Task goal → Provide an exact transcription of all the records.

___ Data records

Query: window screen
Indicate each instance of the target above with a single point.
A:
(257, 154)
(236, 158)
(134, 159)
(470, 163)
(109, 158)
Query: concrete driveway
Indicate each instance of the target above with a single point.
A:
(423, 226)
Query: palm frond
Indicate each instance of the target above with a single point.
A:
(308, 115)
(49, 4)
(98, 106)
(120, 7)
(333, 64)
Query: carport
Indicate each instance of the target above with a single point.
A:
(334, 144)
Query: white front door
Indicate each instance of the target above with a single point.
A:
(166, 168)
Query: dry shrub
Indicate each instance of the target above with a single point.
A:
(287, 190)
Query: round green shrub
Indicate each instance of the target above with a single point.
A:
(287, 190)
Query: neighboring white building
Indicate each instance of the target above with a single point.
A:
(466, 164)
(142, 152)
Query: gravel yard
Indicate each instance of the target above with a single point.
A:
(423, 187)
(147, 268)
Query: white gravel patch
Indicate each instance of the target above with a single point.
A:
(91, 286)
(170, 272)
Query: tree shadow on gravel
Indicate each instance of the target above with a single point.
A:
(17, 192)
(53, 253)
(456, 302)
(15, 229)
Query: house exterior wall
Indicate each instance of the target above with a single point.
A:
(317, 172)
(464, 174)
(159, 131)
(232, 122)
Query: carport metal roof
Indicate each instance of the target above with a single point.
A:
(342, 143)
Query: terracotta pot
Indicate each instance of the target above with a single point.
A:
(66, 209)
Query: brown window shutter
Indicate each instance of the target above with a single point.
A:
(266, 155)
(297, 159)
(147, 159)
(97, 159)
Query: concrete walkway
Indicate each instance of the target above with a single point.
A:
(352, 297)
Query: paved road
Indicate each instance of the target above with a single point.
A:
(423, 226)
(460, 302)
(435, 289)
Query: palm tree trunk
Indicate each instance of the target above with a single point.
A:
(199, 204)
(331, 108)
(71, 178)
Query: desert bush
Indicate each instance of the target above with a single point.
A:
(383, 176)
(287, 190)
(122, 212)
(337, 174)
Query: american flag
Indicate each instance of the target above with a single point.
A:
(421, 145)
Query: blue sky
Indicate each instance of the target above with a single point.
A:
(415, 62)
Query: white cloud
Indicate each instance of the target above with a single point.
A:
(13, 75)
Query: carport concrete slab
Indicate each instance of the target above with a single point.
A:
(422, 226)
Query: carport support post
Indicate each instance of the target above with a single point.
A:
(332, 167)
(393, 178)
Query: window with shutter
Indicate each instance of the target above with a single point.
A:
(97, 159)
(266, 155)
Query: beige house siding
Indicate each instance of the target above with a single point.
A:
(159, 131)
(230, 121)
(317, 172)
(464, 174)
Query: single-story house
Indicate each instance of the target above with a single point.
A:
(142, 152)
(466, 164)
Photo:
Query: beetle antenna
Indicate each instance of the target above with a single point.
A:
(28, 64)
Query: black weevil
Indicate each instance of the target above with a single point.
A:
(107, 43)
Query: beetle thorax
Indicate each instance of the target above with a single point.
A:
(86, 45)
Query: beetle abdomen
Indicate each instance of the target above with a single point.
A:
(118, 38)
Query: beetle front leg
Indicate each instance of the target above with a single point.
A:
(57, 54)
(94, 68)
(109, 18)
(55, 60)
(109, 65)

______

Exercise result →
Query: window screen
Indicate each instance of the target above with a single point.
A:
(257, 154)
(236, 158)
(134, 159)
(470, 163)
(109, 158)
Query: concrete driveway
Indicate each instance of the target above with a single point.
A:
(423, 226)
Query: palm frond
Indicate each instance of the target above with a single point.
A:
(308, 115)
(49, 4)
(98, 106)
(120, 7)
(333, 64)
Query: carport
Indicate each instance of the target above with a single point.
A:
(334, 144)
Query: white front door
Indicate each instance of the target above with a single point.
A:
(166, 168)
Query: dry shrub
Indicate each instance of the target above with a single point.
A:
(287, 190)
Query: round green shrub
Indicate each instance of the target above with a single point.
A:
(287, 190)
Query: neighboring white building
Indicate each instance of the target above with a single point.
A:
(466, 164)
(142, 152)
Query: gravel yard
Indicate each instance of the target above with a single point.
A:
(423, 187)
(147, 268)
Query: white gravel patch
Indicate each instance of the target above with a single point.
A:
(91, 286)
(170, 272)
Query: tree shadow on gravel
Indicate each instance of the target above with a single point.
A:
(17, 192)
(53, 253)
(456, 302)
(15, 229)
Query: house exterior wall
Indicate each instance of the target above with a single point.
A:
(317, 172)
(464, 174)
(159, 131)
(232, 122)
Query: carport metal roof
Indicate each instance of the target above with a single point.
A:
(342, 143)
Query: terracotta pot
Indicate each instance of the target above with a single point.
A:
(66, 209)
Query: brown window shutter
Indicate each instance of the target above with a single point.
A:
(266, 155)
(297, 159)
(147, 159)
(97, 159)
Query: concrete walkway
Indicate each instance of the target above with a single point.
A:
(352, 297)
Query: paved road
Indicate each instance of the target above with a single point.
A:
(423, 226)
(460, 302)
(435, 289)
Query: palm tree trunk
Indicate each instance of the target above with a single point.
A:
(199, 204)
(331, 108)
(71, 178)
Query: desert bush
Indicate each instance of the target above with a single point.
A:
(383, 176)
(287, 190)
(122, 212)
(337, 174)
Query: american flag
Indicate each instance of the target above with a single point.
A:
(421, 145)
Query: blue sky
Indicate each instance of the target above with a single point.
A:
(415, 62)
Query: white cloud
Indicate each instance of the target above with a single point.
A:
(13, 75)
Query: carport concrete slab
Indicate each instance of the target above with a single point.
A:
(422, 226)
Query: carport support post
Indicate each instance of the target above with a single point.
A:
(332, 167)
(393, 178)
Query: window with shutter
Indicate each instance of the target above with a single point.
A:
(97, 159)
(266, 155)
Query: beige house siding
Indicate each instance of the target above with a single point.
A:
(159, 131)
(230, 121)
(317, 172)
(464, 174)
Query: single-story house
Indicate each instance of the target above with a single point.
A:
(142, 152)
(466, 164)
Photo:
Query: beetle antenna
Indicate each instance of the target above with a single point.
A:
(28, 64)
Query: black weevil
Indicate each instance of the target above with a single point.
A:
(107, 43)
Query: beetle thorax
Indicate each instance of the target above with a single point.
A:
(86, 45)
Query: beetle abdomen
Indicate each instance of the target above with a single point.
A:
(118, 38)
Query: beetle front leg
Indicate each instance of the target above with a single point.
A:
(57, 54)
(94, 68)
(109, 18)
(55, 60)
(109, 65)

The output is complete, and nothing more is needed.